=== Extract to read ===

3. Assess the Repayment Terms
Lenders allow you to repay only the interest component of the Gold Loan during the loan tenure. You can repay the principal amount in lumpsum once the Gold Loan tenure ends or anytime in between. This payment method is also known as bullet payment. Most lenders offer a one-year repayment period on Gold Loans.
4. Loan Amount Disbursal
Loan disbursal is the next step in the Gold Loan process. Once you agree to the proposed Gold Loan terms, the lender credits the loan amount to your bank account.
What Are The Benefits of Taking A Gold Loan?
There are numerous benefits of Gold Loans that make it an attractive financing option for borrowers. The most popular ones include the following.
• Secured Loan benefits
Most Loans are either secured or unsecured. Unsecured loans require no collateral, but you have to fulfil stringent eligibility criteria. Since a Gold loan is a secured loan, lenders require collateral. However, they typically sanction the loan easily. You do not have to show income proof to obtain high-value loans. Plus, lenders levy a lower interest rate due to the pledged gold.
• No need for credit score
The only condition you need to comply with when you apply for a Gold Loan is that you must possess gold in the form of, coins, jewellery, etc. You can obtain the loan even if your credit score is low. In fact, many Gold Loan lenders do not insist on credit scores, contributing to the immense popularity of these loans.
• Reusing the same gold repeatedly
Once you have repaid and got back your Gold, you can use the same gold to obtain another loan. Since the Gold Loan amount is based on the gold's market value, you can even get a higher loan amount if the gold price rises.
• Flexible repayment terms
Gold Loans are not amortized, i.e., you need not pay the interest component and principal amount in every EMI. Instead, you may only repay the interest component in EMIs during the loan tenure and pay off the principal loan amount as a lump sum when the loan matures. This attribute makes a Gold Loan an excellent, pocket-friendly option. Moreover, you can also prepay the principal amount partially during the loan tenure and reduce your interest amount.
Consequences Of Not Repaying A Gold Loan
While there are several benefits of Gold Loans, and the loan is easy to obtain, you must ensure you repay it on time and in full. If you fail to repay your Gold Loan, you must brace for the following consequences.
• Persistent reminders:
Lenders generally send repeated reminders via calls, SMS, emails, and notices to borrowers who fail to repay the Gold Loan.
• Penal interest charge:
Lenders may levy penalties if you fail to repay the interest on the loan during the stipulated loan term.
• Possibility of legal action by the lender:
Lenders may also send a legal notice if you do not respond and make payments despite the repeated reminders sent to you.

=== Data lines ===

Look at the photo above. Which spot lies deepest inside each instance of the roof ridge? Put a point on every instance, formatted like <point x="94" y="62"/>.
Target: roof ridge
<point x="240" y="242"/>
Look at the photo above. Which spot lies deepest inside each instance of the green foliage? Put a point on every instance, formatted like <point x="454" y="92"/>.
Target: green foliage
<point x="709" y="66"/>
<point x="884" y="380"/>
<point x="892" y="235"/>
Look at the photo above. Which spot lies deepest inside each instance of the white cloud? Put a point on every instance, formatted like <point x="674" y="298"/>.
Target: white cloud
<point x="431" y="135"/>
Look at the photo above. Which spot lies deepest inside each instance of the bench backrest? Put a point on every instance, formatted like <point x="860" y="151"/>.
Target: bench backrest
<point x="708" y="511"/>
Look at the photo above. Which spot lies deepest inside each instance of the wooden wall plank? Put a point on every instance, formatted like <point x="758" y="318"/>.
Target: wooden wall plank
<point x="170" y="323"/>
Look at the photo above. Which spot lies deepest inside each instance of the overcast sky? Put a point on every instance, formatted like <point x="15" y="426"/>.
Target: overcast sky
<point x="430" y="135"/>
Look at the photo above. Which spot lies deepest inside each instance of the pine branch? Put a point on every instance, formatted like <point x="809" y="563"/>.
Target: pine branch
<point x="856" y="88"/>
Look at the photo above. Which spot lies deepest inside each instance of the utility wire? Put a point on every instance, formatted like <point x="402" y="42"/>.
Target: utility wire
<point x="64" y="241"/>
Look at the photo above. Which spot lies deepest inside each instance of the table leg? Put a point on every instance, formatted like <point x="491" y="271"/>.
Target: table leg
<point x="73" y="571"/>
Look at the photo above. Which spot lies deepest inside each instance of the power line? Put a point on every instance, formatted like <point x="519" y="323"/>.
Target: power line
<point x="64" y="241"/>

===

__Task to complete__. List every benefit of taking a Gold Loan named in the gold loan text, using its bullet headings.

__Worked solution__.
- Secured Loan benefits
- No need for credit score
- Reusing the same gold repeatedly
- Flexible repayment terms